• _THE PROBLEM_:
How many lines in the records below contain the string "green", with case counting? Reply with the number only.

• _PROVIDED MATERIAL_:
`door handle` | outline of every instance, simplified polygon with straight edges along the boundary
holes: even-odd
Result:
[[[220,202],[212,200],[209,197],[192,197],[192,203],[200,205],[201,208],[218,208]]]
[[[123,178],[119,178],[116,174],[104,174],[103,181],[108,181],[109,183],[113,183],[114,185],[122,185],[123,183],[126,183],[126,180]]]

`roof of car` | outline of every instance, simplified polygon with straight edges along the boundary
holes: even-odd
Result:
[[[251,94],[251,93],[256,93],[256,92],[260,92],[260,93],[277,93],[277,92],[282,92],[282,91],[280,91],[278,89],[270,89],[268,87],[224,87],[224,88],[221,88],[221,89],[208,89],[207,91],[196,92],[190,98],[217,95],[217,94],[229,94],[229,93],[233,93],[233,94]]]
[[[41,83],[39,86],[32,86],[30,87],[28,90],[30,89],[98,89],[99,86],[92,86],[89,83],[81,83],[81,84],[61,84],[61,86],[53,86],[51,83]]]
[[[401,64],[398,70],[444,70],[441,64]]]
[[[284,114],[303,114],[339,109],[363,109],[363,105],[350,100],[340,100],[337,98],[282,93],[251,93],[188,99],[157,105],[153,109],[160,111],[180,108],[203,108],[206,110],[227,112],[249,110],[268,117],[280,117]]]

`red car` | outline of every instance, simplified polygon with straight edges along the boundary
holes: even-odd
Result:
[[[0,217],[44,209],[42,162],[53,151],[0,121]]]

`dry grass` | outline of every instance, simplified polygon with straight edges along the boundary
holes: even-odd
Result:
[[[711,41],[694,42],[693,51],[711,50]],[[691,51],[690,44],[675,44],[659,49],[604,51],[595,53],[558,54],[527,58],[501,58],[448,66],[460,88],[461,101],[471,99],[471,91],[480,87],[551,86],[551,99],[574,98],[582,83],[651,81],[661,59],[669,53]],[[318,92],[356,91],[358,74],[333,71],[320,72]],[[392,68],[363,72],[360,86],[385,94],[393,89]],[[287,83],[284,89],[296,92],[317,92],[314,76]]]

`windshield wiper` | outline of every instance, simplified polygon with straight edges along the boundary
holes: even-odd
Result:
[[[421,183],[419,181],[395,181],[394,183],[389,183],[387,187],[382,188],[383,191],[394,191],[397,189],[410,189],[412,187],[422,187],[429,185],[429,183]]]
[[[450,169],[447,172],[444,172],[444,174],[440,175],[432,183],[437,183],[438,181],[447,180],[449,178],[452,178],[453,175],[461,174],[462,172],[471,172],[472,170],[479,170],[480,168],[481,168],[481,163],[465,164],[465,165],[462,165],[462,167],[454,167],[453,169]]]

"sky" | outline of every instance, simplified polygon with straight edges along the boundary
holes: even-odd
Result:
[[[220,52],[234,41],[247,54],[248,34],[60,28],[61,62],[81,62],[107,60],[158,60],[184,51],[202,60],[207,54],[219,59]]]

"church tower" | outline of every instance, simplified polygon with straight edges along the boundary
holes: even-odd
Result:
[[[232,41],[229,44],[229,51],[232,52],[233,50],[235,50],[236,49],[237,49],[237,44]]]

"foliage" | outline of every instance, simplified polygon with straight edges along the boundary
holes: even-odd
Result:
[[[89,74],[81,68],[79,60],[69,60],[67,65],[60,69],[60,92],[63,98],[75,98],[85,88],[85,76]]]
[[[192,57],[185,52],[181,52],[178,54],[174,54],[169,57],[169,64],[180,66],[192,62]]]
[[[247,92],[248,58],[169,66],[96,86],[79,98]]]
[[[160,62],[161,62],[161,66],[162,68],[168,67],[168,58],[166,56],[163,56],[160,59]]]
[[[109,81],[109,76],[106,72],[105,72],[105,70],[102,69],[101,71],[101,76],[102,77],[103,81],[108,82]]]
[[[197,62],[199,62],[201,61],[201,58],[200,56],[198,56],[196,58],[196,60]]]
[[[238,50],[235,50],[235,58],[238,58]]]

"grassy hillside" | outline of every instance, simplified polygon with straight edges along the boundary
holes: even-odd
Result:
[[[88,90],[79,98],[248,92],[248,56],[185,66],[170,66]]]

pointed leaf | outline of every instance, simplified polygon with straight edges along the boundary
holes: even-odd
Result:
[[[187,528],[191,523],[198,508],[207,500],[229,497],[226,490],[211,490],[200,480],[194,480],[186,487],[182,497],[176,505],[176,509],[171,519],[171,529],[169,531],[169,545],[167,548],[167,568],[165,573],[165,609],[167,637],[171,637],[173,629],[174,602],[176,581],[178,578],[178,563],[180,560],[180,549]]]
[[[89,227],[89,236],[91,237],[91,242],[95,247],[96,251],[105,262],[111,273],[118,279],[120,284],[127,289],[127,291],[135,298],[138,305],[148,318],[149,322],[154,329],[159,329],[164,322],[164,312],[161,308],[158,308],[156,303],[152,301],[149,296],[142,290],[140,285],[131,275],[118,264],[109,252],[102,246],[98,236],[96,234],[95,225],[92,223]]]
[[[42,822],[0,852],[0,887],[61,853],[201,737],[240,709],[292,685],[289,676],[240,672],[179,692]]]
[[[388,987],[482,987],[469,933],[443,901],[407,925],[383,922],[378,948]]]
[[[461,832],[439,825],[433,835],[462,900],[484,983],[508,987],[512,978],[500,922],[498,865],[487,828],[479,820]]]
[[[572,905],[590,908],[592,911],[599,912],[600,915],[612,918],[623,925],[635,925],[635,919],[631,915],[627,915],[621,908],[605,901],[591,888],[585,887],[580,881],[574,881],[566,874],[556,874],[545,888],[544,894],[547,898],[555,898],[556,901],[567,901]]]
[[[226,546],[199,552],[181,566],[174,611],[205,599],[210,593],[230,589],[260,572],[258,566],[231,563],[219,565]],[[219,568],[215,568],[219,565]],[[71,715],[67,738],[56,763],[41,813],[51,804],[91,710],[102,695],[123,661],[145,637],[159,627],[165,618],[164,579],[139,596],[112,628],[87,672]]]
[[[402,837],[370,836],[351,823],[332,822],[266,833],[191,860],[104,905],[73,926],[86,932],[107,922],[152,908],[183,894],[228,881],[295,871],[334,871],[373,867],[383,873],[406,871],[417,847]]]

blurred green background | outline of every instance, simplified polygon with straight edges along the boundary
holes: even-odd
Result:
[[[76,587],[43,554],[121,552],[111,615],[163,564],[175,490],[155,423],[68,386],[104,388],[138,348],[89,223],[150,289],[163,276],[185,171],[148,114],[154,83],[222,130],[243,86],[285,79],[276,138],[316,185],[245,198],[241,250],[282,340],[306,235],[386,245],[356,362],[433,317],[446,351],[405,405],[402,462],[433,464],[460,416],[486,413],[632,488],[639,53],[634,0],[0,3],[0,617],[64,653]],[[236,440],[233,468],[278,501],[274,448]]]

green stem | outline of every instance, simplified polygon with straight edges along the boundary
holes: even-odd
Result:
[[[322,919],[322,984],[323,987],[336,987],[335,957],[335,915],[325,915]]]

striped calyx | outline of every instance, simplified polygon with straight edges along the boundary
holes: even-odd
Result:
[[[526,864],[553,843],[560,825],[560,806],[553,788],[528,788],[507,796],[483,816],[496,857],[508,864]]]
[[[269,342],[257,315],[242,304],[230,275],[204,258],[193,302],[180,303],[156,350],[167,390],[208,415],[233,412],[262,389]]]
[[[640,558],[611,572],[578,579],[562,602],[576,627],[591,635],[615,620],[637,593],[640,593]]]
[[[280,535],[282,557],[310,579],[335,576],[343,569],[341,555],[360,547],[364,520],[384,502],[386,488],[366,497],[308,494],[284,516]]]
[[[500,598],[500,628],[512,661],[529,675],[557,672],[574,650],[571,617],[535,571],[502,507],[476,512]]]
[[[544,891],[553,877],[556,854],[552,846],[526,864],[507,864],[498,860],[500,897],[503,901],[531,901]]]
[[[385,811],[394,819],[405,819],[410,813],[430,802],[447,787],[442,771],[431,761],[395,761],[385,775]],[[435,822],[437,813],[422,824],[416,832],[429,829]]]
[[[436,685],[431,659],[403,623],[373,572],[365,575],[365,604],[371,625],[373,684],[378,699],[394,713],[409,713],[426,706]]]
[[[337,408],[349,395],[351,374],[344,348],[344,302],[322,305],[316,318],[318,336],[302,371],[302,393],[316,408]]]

• _CORRECT OUTPUT_:
2